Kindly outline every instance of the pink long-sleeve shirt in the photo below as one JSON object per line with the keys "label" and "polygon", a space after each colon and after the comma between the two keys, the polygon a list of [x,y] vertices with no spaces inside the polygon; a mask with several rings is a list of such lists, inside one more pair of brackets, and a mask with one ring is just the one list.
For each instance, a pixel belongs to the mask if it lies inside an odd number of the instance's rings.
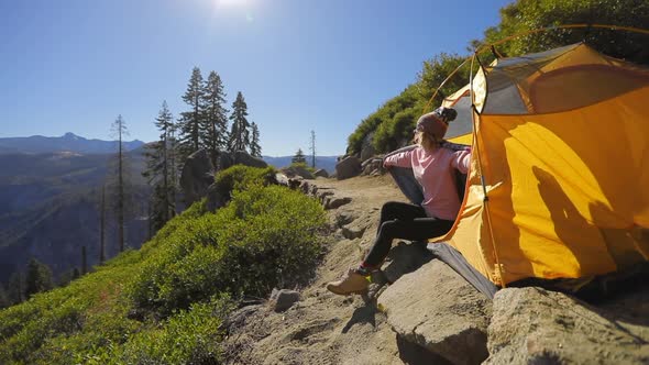
{"label": "pink long-sleeve shirt", "polygon": [[471,161],[471,152],[437,148],[432,153],[422,147],[400,152],[388,156],[384,165],[411,167],[415,178],[424,190],[421,207],[428,217],[453,221],[460,211],[460,198],[455,187],[452,168],[466,174]]}

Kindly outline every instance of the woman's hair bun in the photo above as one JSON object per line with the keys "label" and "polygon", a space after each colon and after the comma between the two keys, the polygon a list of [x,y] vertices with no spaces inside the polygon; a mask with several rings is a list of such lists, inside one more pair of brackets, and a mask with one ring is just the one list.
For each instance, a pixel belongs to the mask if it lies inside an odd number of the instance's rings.
{"label": "woman's hair bun", "polygon": [[441,121],[446,123],[454,121],[458,117],[458,111],[455,111],[455,109],[453,108],[439,107],[436,110],[433,110],[432,113],[435,114],[435,117],[439,118]]}

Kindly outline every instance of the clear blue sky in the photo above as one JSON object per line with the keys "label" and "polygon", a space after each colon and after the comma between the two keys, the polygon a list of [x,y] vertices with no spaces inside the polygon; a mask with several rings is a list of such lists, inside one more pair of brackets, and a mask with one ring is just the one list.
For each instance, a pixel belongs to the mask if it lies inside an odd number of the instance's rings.
{"label": "clear blue sky", "polygon": [[466,54],[507,0],[0,0],[0,137],[157,139],[191,68],[242,91],[262,153],[340,155],[435,55]]}

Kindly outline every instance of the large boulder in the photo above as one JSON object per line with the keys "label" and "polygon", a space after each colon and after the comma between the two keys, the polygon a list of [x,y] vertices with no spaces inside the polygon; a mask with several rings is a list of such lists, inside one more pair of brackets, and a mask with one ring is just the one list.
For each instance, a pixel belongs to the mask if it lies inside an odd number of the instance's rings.
{"label": "large boulder", "polygon": [[541,288],[499,290],[486,364],[649,364],[648,294],[636,318],[632,306],[616,313]]}
{"label": "large boulder", "polygon": [[372,140],[374,140],[374,132],[367,133],[363,139],[363,144],[361,145],[361,161],[372,158],[372,156],[376,154]]}
{"label": "large boulder", "polygon": [[244,165],[251,167],[268,167],[268,164],[261,158],[254,157],[245,151],[237,151],[233,153],[219,153],[219,170],[226,169],[234,165]]}
{"label": "large boulder", "polygon": [[361,161],[359,157],[349,156],[336,164],[336,177],[339,180],[349,179],[361,174]]}
{"label": "large boulder", "polygon": [[314,173],[314,176],[317,176],[317,177],[329,177],[329,173],[327,173],[326,169],[320,168],[320,169],[317,169],[316,173]]}
{"label": "large boulder", "polygon": [[215,167],[207,152],[198,150],[187,157],[180,174],[180,187],[187,207],[202,199],[212,182],[215,182]]}
{"label": "large boulder", "polygon": [[316,177],[314,176],[314,174],[311,174],[311,172],[309,172],[306,167],[304,166],[288,166],[282,169],[282,173],[284,173],[286,176],[288,177],[296,177],[296,176],[300,176],[301,178],[305,179],[309,179],[312,180]]}
{"label": "large boulder", "polygon": [[453,364],[487,358],[490,300],[433,259],[402,276],[377,299],[398,336]]}

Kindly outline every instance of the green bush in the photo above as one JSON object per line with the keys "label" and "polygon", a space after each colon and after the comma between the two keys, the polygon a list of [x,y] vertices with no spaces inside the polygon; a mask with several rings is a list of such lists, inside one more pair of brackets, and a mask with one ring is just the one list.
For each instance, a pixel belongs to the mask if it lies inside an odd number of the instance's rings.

_Your goal_
Retype all of the entries above word for word, leaving out the pictures.

_Written response_
Kindly outline every instance of the pink long-sleeve shirt in the photo below as one JSON object per line with the keys "label" and "polygon", a space after each colon and after the comma between the two keys, the polygon a list of [x,y] vertices with no spaces inside the polygon; a mask with several rings is a list of such lists, inside one more pair of brackets, and a mask with one ring is just the one list.
For each instance, a pixel belongs to the mask if it lies inside an odd number of the instance's rings.
{"label": "pink long-sleeve shirt", "polygon": [[471,161],[471,152],[437,148],[432,153],[422,147],[400,152],[388,156],[384,165],[411,167],[415,178],[424,190],[421,207],[428,217],[453,221],[460,211],[460,198],[455,187],[452,168],[466,174]]}

Kindly outline every instance of the woman's hair bun in the photo above as one JSON object per line with the keys "label" and "polygon", a space after each colon and after the comma between the two keys, the polygon a list of [x,y] vertices with no spaces inside the polygon; a mask with several rings is a list of such lists, inside one more pair of brackets, and a mask with one ring is just the one list.
For each instance, a pixel belongs to the mask if it lies inside an odd number of the instance's rings.
{"label": "woman's hair bun", "polygon": [[441,121],[446,123],[454,121],[458,117],[458,111],[455,111],[455,109],[453,108],[439,107],[436,110],[433,110],[432,113],[435,114],[435,117],[439,118]]}

Kindly outline every instance of the clear blue sky in the photo above as one JSON object per line with the keys "label" and "polygon", a space after each colon and after the comma between the two keys, the polygon a list of [x,y] vertices with no spaces inside the polygon; a mask with several rings is a list of such lists, inside one more pair of brackets, and a mask with one ring is just the one list.
For each instance, a pixel belongs to the mask if it lies inside an odd number of the instance's rings.
{"label": "clear blue sky", "polygon": [[466,54],[507,0],[0,0],[0,137],[157,139],[191,68],[242,91],[262,153],[340,155],[435,55]]}

Kindly outline every instance of the large boulder in the photo above as one JSON object per line with the keys "label" and "polygon", a space after each colon and after the comma between the two keys, the polygon a list of [x,y] vertices with no spaces inside the polygon; a mask with several rings is a list of such lists, inside one more pair of brackets, and a mask with one ring is just the one list.
For each instance, a pixel belongs to the mask if it lies inside an odd number of the instance's rings.
{"label": "large boulder", "polygon": [[541,288],[499,290],[486,364],[649,364],[648,294],[636,318],[632,306],[616,313]]}
{"label": "large boulder", "polygon": [[372,140],[374,140],[374,132],[367,133],[363,139],[363,144],[361,145],[361,161],[372,158],[372,156],[376,154]]}
{"label": "large boulder", "polygon": [[244,165],[251,167],[268,167],[268,164],[261,158],[254,157],[245,151],[237,151],[233,153],[219,153],[219,170],[226,169],[234,165]]}
{"label": "large boulder", "polygon": [[361,161],[359,157],[349,156],[336,164],[336,177],[339,180],[349,179],[361,174]]}
{"label": "large boulder", "polygon": [[314,173],[314,176],[317,176],[317,177],[329,177],[329,173],[327,173],[326,169],[320,168],[320,169],[317,169],[316,173]]}
{"label": "large boulder", "polygon": [[215,167],[207,152],[198,150],[187,157],[180,174],[180,187],[187,207],[202,199],[212,182],[215,182]]}
{"label": "large boulder", "polygon": [[316,177],[314,176],[314,174],[311,174],[311,172],[309,172],[306,167],[304,166],[288,166],[282,169],[282,173],[284,173],[286,176],[288,177],[296,177],[296,176],[300,176],[301,178],[305,179],[309,179],[312,180]]}
{"label": "large boulder", "polygon": [[453,364],[487,358],[490,300],[433,259],[402,276],[377,299],[398,336]]}

Kindly outline every instance of the green bush in the photo above as one JSON object per line with the keys "label" and "polygon", a space after each colon and after the comma between the two keys, the polygon a list of [x,y] vertices with no spaces inside the polygon; a mask with several rings is a list of such lists, inside one more pair of brackets, and a mask with one ring is just the one list.
For each instance, a pixel belongs to the mask if it lies inside an odd number of the instance's rings.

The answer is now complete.